Personally, I think MS have been disappointingly petty in abandoning the “convention” that the other suites more or less use. I accept that these ODF implementations have limited interoperability and are unsafe for any mission-critical data, but for the benefit of the “Maya’s Wedding Planner” type of scenario, where ODF implementations can actually cut it, I think MS should have included this legacy support as an option, even if they did have to qualify that support with warning dialogs about data loss and interoperability issues.

But - vendors are vendors; it is their very purpose to compete in order to maximise their long-term profits. Users don’t always benefit from this. We really shouldn’t be surprised that we have IBM, Sun and Microsoft in disagreement at this point.

What we should be surprised about is how this interoperability fiasco has been allowed to happen within the context of a standard. To borrow Rick Jelliffe’s colourfully reported words, the whole purpose of shoving an international standard up a vendor’s backside it to get them to behave better in the interests of the users. What has gone wrong here is in the nature of the standard itself. ODF offers an extremely weak promise of interoperability, and the omission of a spreadsheet formula specification in ODF 1.1 is merely one of the more glaring facets of this problem. As XML guru James Clark wrote in 2005:

I really hope I'm missing something, because, frankly, I'm speechless. You cannot be serious. You have virtually zero interoperability for spreadsheet documents.

Location identification data

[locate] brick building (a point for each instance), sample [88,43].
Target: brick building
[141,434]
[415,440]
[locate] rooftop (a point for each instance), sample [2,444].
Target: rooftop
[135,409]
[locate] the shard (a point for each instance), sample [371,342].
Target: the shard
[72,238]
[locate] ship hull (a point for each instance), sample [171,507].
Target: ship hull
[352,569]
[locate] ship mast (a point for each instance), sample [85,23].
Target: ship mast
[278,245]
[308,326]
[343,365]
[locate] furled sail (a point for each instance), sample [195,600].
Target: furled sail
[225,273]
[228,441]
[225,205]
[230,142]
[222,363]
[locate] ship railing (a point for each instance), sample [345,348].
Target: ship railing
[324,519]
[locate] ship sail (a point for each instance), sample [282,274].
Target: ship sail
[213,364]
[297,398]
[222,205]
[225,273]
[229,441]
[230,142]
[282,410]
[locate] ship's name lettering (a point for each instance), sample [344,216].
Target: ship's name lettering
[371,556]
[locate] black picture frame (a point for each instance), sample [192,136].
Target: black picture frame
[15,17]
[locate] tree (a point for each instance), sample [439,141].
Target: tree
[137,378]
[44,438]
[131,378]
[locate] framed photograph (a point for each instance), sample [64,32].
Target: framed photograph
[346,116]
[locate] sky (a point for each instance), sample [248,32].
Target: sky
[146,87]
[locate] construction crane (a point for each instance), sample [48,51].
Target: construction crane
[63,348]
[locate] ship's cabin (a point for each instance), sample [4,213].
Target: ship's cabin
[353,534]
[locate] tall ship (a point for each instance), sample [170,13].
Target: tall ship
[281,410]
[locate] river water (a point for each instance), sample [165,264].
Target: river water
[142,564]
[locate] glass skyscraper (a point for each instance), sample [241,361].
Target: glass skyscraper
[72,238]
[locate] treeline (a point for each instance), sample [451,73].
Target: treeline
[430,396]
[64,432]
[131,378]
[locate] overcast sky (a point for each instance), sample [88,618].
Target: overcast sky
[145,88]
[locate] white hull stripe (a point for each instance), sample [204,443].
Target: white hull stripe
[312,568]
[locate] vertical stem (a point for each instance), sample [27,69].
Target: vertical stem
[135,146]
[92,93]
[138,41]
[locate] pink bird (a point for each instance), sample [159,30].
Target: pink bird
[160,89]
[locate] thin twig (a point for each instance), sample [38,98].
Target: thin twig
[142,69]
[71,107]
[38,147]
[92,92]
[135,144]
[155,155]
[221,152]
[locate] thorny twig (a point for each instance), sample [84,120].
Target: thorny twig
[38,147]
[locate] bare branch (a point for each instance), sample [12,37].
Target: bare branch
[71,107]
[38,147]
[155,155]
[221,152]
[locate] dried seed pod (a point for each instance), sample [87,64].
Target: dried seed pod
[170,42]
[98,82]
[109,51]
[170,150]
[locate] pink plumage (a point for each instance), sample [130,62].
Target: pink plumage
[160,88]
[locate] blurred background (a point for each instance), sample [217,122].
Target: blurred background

Short exercise: Continue the commentary on ODF interoperability from its last sentence.

In response:
To put this spec out as is would be a bit like putting out the XSLT spec without doing the XPath spec. How useful would that be?

It is essential that in all contexts that allow expressions the spec precisely define the syntax and semantics of the allowed expressions.

These words were prophetic, for now we do indeed face a present zero interoperability reality.

The good news is that work is underway to fix this problem: ODF 1.2 promises, when it eventually appears, to specify formulas using the new OpenFormula specification. When that is published vendors will cease to have an excuse to create non-interoperable implementations, at least in this area.

Is SP2 conformant?

Whether Microsoft’s approach to ODF was the wisest is something over which people may disagree in good faith. Whether their approach conforms to ODF should be a neutral fact we can determine with certainty.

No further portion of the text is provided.